Pull out every line from the line containing "A point belongs on each instance of the small" through the end of the material, both ends included, and reproduce it exactly. Keep pictures out.

═════ MATERIAL SHOWN ═════

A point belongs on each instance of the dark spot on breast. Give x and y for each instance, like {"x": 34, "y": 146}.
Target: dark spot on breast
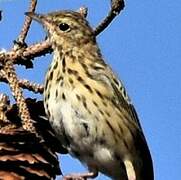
{"x": 78, "y": 97}
{"x": 88, "y": 88}
{"x": 99, "y": 94}
{"x": 60, "y": 78}
{"x": 110, "y": 126}
{"x": 95, "y": 103}
{"x": 71, "y": 81}
{"x": 101, "y": 111}
{"x": 86, "y": 127}
{"x": 125, "y": 144}
{"x": 63, "y": 65}
{"x": 108, "y": 114}
{"x": 55, "y": 65}
{"x": 85, "y": 104}
{"x": 80, "y": 79}
{"x": 102, "y": 141}
{"x": 51, "y": 76}
{"x": 104, "y": 103}
{"x": 63, "y": 96}
{"x": 71, "y": 71}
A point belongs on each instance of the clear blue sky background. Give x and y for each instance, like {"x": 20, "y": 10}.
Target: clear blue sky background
{"x": 143, "y": 45}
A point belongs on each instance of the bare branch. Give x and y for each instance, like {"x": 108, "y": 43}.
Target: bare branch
{"x": 25, "y": 55}
{"x": 116, "y": 7}
{"x": 26, "y": 26}
{"x": 10, "y": 75}
{"x": 24, "y": 83}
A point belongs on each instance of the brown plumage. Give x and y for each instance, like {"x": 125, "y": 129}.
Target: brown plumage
{"x": 88, "y": 106}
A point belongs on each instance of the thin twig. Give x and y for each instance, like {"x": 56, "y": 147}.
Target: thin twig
{"x": 116, "y": 7}
{"x": 24, "y": 83}
{"x": 11, "y": 76}
{"x": 4, "y": 104}
{"x": 23, "y": 56}
{"x": 26, "y": 25}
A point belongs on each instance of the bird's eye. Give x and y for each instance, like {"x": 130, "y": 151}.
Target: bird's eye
{"x": 64, "y": 27}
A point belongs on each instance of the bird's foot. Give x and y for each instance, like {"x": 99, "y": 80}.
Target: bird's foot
{"x": 80, "y": 176}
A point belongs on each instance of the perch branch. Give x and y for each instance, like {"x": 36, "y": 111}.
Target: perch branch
{"x": 22, "y": 36}
{"x": 116, "y": 7}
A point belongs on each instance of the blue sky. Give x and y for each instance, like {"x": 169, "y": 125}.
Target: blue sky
{"x": 143, "y": 46}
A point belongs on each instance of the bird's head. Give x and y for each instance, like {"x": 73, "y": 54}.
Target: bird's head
{"x": 65, "y": 27}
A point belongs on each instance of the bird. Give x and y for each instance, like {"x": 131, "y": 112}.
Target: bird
{"x": 87, "y": 104}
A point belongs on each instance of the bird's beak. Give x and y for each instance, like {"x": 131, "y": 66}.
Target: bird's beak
{"x": 37, "y": 17}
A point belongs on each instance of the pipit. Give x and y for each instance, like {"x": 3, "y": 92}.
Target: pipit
{"x": 88, "y": 106}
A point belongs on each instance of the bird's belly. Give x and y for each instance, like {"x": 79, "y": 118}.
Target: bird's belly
{"x": 71, "y": 122}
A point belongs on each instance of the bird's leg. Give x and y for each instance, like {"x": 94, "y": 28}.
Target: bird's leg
{"x": 130, "y": 170}
{"x": 80, "y": 176}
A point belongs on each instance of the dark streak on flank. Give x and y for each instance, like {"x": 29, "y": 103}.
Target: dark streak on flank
{"x": 125, "y": 144}
{"x": 63, "y": 65}
{"x": 71, "y": 81}
{"x": 99, "y": 94}
{"x": 95, "y": 103}
{"x": 88, "y": 88}
{"x": 51, "y": 76}
{"x": 110, "y": 126}
{"x": 59, "y": 78}
{"x": 86, "y": 127}
{"x": 71, "y": 71}
{"x": 63, "y": 96}
{"x": 78, "y": 97}
{"x": 55, "y": 65}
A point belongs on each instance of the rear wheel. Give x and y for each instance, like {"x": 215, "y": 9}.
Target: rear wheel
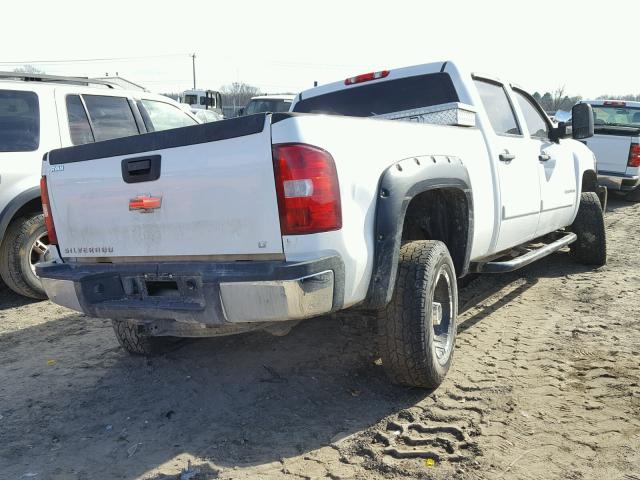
{"x": 133, "y": 338}
{"x": 591, "y": 246}
{"x": 418, "y": 328}
{"x": 24, "y": 245}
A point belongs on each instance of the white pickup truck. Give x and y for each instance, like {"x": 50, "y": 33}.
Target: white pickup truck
{"x": 616, "y": 144}
{"x": 264, "y": 220}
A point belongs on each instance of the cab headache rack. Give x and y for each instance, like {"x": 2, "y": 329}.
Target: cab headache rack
{"x": 40, "y": 77}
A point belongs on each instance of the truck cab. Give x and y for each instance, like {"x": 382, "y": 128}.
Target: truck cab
{"x": 616, "y": 144}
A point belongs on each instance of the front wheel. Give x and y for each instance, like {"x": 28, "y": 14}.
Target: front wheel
{"x": 417, "y": 329}
{"x": 591, "y": 246}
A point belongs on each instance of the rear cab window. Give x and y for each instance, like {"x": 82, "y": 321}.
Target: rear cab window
{"x": 19, "y": 121}
{"x": 79, "y": 126}
{"x": 384, "y": 97}
{"x": 498, "y": 107}
{"x": 160, "y": 116}
{"x": 93, "y": 118}
{"x": 616, "y": 115}
{"x": 111, "y": 117}
{"x": 536, "y": 124}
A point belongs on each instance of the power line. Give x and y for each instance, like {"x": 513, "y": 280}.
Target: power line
{"x": 94, "y": 60}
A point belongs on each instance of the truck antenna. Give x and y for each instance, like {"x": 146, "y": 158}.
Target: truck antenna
{"x": 193, "y": 58}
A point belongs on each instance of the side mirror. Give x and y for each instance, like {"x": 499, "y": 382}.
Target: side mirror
{"x": 582, "y": 121}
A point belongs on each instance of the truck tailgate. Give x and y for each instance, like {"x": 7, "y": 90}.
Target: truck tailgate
{"x": 214, "y": 195}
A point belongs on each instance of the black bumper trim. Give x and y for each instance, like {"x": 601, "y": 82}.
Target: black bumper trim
{"x": 118, "y": 290}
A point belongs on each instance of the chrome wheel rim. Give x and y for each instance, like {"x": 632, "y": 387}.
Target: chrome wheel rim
{"x": 38, "y": 250}
{"x": 442, "y": 316}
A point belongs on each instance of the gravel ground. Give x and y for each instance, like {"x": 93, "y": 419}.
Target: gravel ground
{"x": 545, "y": 384}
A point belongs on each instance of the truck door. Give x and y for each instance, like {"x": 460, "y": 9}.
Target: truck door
{"x": 556, "y": 167}
{"x": 516, "y": 165}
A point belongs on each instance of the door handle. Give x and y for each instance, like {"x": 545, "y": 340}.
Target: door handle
{"x": 141, "y": 169}
{"x": 506, "y": 156}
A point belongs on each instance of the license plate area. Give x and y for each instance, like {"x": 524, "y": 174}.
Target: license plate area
{"x": 189, "y": 288}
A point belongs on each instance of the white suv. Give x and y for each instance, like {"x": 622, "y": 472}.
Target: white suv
{"x": 39, "y": 113}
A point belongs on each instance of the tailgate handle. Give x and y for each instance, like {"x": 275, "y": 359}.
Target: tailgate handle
{"x": 141, "y": 169}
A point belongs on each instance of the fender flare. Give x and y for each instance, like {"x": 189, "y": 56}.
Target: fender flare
{"x": 399, "y": 184}
{"x": 14, "y": 206}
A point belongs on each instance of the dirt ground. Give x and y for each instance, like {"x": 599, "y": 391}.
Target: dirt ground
{"x": 545, "y": 385}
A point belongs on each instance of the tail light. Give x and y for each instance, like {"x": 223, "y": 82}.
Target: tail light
{"x": 366, "y": 77}
{"x": 307, "y": 189}
{"x": 634, "y": 155}
{"x": 46, "y": 210}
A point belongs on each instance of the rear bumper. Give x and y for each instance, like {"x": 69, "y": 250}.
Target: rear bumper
{"x": 209, "y": 293}
{"x": 618, "y": 181}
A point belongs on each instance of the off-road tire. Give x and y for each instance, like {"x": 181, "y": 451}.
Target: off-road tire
{"x": 133, "y": 339}
{"x": 405, "y": 326}
{"x": 15, "y": 256}
{"x": 633, "y": 195}
{"x": 591, "y": 246}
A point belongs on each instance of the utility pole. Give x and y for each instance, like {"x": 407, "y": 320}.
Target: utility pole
{"x": 193, "y": 58}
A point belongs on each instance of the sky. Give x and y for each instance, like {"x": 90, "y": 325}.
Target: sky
{"x": 280, "y": 46}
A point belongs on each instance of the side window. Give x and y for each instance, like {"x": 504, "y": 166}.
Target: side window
{"x": 19, "y": 121}
{"x": 111, "y": 117}
{"x": 532, "y": 117}
{"x": 164, "y": 116}
{"x": 498, "y": 108}
{"x": 79, "y": 127}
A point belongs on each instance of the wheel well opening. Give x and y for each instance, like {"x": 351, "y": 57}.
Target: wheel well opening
{"x": 31, "y": 207}
{"x": 441, "y": 214}
{"x": 589, "y": 181}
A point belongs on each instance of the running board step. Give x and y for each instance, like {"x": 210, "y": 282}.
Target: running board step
{"x": 526, "y": 259}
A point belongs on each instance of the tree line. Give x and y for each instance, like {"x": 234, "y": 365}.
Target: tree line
{"x": 237, "y": 94}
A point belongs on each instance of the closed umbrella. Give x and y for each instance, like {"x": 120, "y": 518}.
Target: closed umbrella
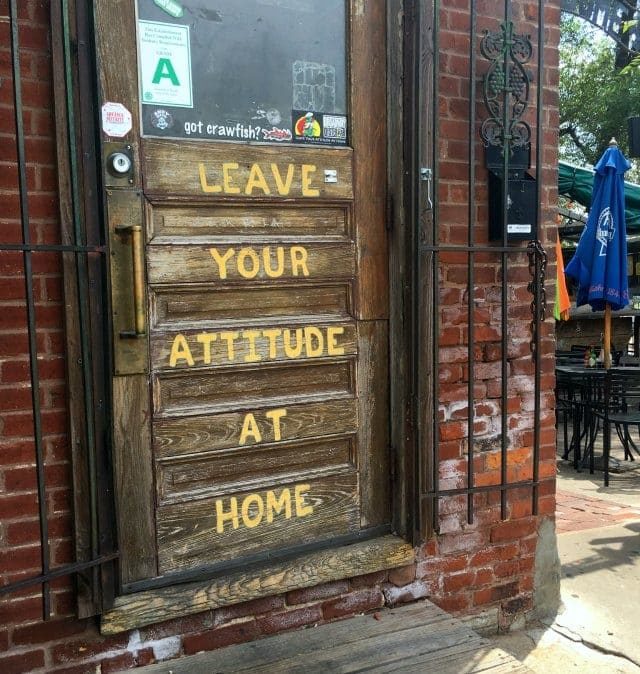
{"x": 600, "y": 261}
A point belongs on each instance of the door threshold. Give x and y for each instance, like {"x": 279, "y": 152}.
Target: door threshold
{"x": 322, "y": 566}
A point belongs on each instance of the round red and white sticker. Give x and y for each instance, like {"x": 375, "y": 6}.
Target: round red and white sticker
{"x": 116, "y": 120}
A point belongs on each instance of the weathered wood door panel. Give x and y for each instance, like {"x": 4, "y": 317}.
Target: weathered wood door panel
{"x": 265, "y": 297}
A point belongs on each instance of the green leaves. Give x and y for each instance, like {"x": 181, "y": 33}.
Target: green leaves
{"x": 595, "y": 98}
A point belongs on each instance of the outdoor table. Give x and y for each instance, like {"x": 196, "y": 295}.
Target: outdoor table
{"x": 586, "y": 394}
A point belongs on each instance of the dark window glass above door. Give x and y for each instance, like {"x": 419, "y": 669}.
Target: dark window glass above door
{"x": 256, "y": 70}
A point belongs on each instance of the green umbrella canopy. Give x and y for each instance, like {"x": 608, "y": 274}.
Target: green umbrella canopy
{"x": 577, "y": 184}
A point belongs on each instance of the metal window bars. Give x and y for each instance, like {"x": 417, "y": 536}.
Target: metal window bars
{"x": 505, "y": 127}
{"x": 83, "y": 256}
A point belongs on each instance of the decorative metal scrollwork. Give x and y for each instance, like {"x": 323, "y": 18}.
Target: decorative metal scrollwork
{"x": 506, "y": 84}
{"x": 537, "y": 269}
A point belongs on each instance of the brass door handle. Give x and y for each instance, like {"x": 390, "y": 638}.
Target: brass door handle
{"x": 137, "y": 259}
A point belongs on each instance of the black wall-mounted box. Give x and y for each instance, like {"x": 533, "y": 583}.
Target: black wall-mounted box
{"x": 522, "y": 213}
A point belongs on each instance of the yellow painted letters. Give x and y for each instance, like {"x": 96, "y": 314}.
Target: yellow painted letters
{"x": 205, "y": 339}
{"x": 332, "y": 346}
{"x": 231, "y": 515}
{"x": 255, "y": 345}
{"x": 256, "y": 179}
{"x": 253, "y": 271}
{"x": 180, "y": 351}
{"x": 250, "y": 428}
{"x": 302, "y": 510}
{"x": 258, "y": 508}
{"x": 283, "y": 188}
{"x": 252, "y": 516}
{"x": 266, "y": 258}
{"x": 277, "y": 505}
{"x": 222, "y": 260}
{"x": 274, "y": 417}
{"x": 227, "y": 178}
{"x": 299, "y": 256}
{"x": 307, "y": 190}
{"x": 265, "y": 178}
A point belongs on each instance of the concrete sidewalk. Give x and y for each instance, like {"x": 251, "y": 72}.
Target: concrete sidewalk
{"x": 599, "y": 546}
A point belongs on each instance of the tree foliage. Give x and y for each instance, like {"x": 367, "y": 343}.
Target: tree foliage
{"x": 596, "y": 96}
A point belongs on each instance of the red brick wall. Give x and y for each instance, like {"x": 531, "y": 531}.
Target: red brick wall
{"x": 19, "y": 524}
{"x": 464, "y": 569}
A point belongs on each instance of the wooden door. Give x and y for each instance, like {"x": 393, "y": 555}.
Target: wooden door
{"x": 246, "y": 216}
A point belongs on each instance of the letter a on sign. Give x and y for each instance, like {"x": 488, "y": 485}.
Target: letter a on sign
{"x": 165, "y": 69}
{"x": 165, "y": 64}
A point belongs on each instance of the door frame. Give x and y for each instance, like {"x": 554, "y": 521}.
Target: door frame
{"x": 358, "y": 558}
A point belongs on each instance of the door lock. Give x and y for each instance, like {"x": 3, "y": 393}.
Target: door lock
{"x": 119, "y": 164}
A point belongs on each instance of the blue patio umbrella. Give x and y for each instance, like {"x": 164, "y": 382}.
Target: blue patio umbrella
{"x": 600, "y": 261}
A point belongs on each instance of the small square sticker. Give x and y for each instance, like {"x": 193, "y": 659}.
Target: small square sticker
{"x": 318, "y": 128}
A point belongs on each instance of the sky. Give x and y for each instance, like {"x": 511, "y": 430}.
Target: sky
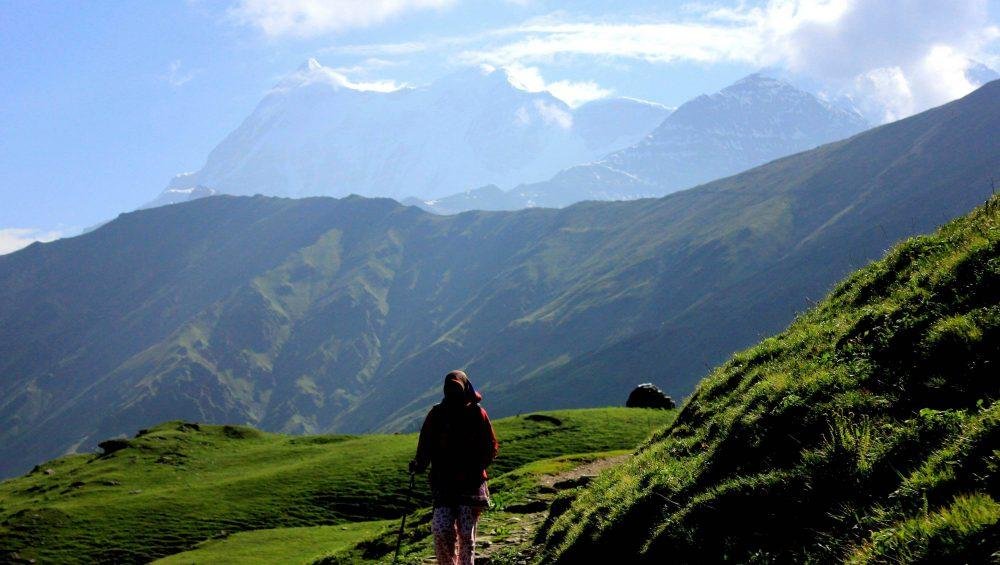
{"x": 103, "y": 102}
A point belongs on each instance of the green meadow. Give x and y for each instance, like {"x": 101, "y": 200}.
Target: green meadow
{"x": 183, "y": 486}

═════

# RIGHT ANSWER
A point belongs on each instance of the small square sticker. Give x and y for each instance, like {"x": 193, "y": 659}.
Target: small square sticker
{"x": 318, "y": 128}
A point belongs on each instance of the sky. Give x and y for each instance, like {"x": 511, "y": 430}.
Target: sky
{"x": 103, "y": 102}
A point belongs on each instance of the green meadow. Give x and y for each instance, like {"x": 101, "y": 200}.
Target: green meadow
{"x": 183, "y": 486}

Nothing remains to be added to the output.